--- Start of DATASET CONTENT ---

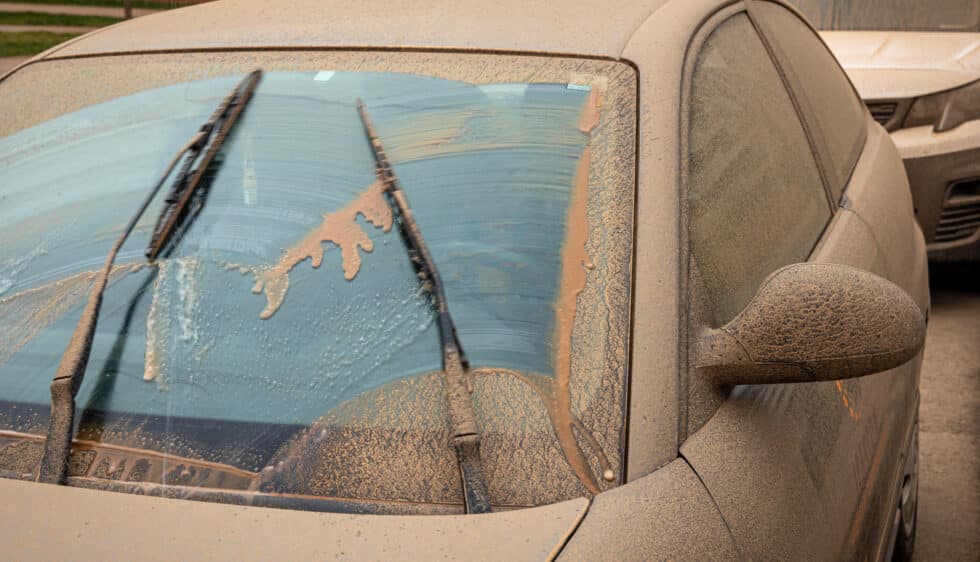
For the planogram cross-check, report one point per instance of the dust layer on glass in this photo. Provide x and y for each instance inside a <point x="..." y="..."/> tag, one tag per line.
<point x="287" y="342"/>
<point x="892" y="15"/>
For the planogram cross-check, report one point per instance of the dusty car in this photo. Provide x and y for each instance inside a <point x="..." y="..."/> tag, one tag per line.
<point x="917" y="66"/>
<point x="642" y="281"/>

--- End of DATASET CONTENT ---

Put all of the lines above into a Markdown table with the columns "n" for the row number and "Line" for the line, omitting blank lines. Leave any pictures out of the table.

● **SOLUTION BELOW**
| n | Line |
|---|---|
| 1 | For the planogram cross-check, report one point per instance of the dust layer on glass in this photo. Provide x and y for each instance inside a <point x="..." y="..."/> tag, one tag per line. |
| 2 | <point x="287" y="342"/> |
| 3 | <point x="892" y="15"/> |
| 4 | For the planogram cross-check, report one point per instance of the dusty car in this photo. Provide x and y for each instance inside a <point x="..." y="..."/> tag, one tag per line. |
| 5 | <point x="917" y="66"/> |
| 6 | <point x="642" y="281"/> |